Data records:
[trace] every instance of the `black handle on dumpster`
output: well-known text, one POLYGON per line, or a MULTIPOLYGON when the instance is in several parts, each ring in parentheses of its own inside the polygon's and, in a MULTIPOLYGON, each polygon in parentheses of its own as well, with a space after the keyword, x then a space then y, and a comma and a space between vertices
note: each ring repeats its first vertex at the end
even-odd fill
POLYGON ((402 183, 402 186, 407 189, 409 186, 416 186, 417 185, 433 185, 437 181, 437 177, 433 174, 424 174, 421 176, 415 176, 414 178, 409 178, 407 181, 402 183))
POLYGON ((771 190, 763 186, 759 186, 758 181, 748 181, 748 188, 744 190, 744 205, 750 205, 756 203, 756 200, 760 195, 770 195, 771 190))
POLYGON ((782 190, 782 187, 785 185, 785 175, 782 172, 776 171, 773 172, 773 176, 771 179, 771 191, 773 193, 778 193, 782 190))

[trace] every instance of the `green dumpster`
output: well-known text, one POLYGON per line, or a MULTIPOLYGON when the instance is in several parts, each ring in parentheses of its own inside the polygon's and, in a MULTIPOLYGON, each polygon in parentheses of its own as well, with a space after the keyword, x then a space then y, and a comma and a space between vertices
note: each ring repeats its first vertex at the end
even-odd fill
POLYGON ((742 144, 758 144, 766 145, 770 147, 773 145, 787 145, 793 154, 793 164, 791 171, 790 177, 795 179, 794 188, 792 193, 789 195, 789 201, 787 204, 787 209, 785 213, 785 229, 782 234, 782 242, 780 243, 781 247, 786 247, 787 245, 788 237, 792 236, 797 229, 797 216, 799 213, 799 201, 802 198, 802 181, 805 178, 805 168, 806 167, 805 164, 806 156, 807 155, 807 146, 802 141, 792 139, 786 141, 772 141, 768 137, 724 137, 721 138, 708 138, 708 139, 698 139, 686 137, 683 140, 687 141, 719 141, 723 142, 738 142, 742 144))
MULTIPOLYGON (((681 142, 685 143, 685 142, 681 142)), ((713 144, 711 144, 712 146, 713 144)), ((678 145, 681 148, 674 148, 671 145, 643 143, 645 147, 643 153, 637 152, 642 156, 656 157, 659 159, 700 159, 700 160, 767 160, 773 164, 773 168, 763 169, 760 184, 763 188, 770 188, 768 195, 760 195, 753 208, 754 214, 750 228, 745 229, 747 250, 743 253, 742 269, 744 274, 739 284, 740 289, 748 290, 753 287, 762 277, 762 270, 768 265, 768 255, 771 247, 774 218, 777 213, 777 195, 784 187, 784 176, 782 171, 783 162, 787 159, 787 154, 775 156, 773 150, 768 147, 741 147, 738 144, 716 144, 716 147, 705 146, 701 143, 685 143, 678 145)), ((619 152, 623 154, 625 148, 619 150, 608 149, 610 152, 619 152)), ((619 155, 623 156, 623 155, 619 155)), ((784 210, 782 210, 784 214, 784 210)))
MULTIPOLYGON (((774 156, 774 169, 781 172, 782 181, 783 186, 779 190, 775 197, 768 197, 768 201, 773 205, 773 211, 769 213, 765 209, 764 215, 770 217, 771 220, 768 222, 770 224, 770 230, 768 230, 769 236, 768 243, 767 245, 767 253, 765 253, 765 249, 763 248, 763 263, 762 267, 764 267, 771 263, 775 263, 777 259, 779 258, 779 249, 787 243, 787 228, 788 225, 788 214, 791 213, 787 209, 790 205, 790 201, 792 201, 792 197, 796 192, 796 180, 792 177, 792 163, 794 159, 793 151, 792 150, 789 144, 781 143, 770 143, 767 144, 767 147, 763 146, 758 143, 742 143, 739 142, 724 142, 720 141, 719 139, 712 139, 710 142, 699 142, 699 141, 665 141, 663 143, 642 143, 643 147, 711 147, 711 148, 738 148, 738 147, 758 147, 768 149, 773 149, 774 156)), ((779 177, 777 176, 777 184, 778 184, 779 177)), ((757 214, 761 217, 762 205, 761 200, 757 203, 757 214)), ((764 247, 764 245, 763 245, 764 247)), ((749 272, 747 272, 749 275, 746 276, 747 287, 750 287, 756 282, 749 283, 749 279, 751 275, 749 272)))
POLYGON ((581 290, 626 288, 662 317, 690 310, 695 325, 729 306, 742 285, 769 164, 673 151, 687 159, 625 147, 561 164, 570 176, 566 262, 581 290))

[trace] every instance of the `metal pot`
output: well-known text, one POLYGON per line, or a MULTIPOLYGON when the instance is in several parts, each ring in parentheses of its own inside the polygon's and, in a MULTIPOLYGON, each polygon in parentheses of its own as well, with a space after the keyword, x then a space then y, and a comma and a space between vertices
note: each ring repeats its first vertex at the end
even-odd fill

▶ _THE TASK_:
Determine how many lines of the entries above contain the string "trace", and give only that number.

▶ _THE RESULT_:
3